# Given passage
I am not a fan of IDEs, but the talk succeeded in selling me on 3rd Rail, at least to the point of giving it a serious try.  They gave away fully licensed copies to all attendees, so I won’t even have a time limit on my use.  3rd Rail is built on top of Eclipse, like so many IDEs today.  The last time I tried Eclipse it was just too slow for me to stand, but like any successful open source application, it just keeps getting better with time, so I’m hopeful.

My last session of the day was Metaprogramming and Ruby Internals for Rails Developers, given by Patrick Farley of Thoughtworks.  Unfortunately, the talk was a total train wreck, probably the worst I’ve ever seen.  Not because of the content or presentation of it, but because of technical problems.  A particular slide apparently crashed his PC—twice!—and he took at least 15 minutes getting going again on a colleague’s PC.  The subject was too complex to just talk about, so he didn’t really have any other option.  But from now on, I’m going to make sure that any presentation I give is on my PC, a USB key, and at least one colleague’s PC before I start.

The day closed with a keynote from Kent Beck of Three Rivers Institute.  He told stories about the major things he was a big part of (like Extreme Programming) and how each one took twenty years to really set in.  It was dry at first, but when he settled in he loosened up and was very entertaining as well as interesting.

# Exercise A
Copy out, word for word, the part of the conference notes that opens with the words containing "The day closed" and closes with "well as interesting.".
# Exercise B
Answer these questions from the conference notes.
(i) What is 3rd Rail built on top of?
(ii) Who gave the talk on Metaprogramming and Ruby Internals for Rails Developers?
(iii) According to Kent Beck, how long did each major thing he was part of take to really set in?
# Exercise C
Resume the conference notes after their last sentence and keep writing in the same voice.
The material after this point is separate from the conference notes.

# Source excerpt
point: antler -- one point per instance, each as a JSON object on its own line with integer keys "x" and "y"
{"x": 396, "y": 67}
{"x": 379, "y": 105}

# Written answer A
The day closed with a keynote from Kent Beck of Three Rivers Institute.  He told stories about the major things he was a big part of (like Extreme Programming) and how each one took twenty years to really set in.  It was dry at first, but when he settled in he loosened up and was very entertaining as well as interesting.

# Written answer B
(i) Eclipse
(ii) Patrick Farley of Thoughtworks
(iii) Twenty years

# Written answer C
Our group ended the day with a big mistake on our parts: we went to dinner downtown.  Oh, the dinner at Huber’s Restaurant was very nice, but what we didn’t know was that last night was the annual Starlight Parade, about two blocks from the restaurant.  The Max rail was completely packed, so we took a cab.  And when we got near the restaurant, took ten minutes to go a block.  We had a reservation for dinner, so we got out and walked on.  Good dinner and an interesting historic restaurant:

But then had a big problem getting back.  The trains were running very slow, and when they finally did arrive, they were too packed to get on.  (Actually, they had room in the middle of each car, but people standing near the doors blocked the way there, so no one could get on.)  There were special shuttle buses about a block from the Max stop, which went right to our hotel, and once we found that we were fine.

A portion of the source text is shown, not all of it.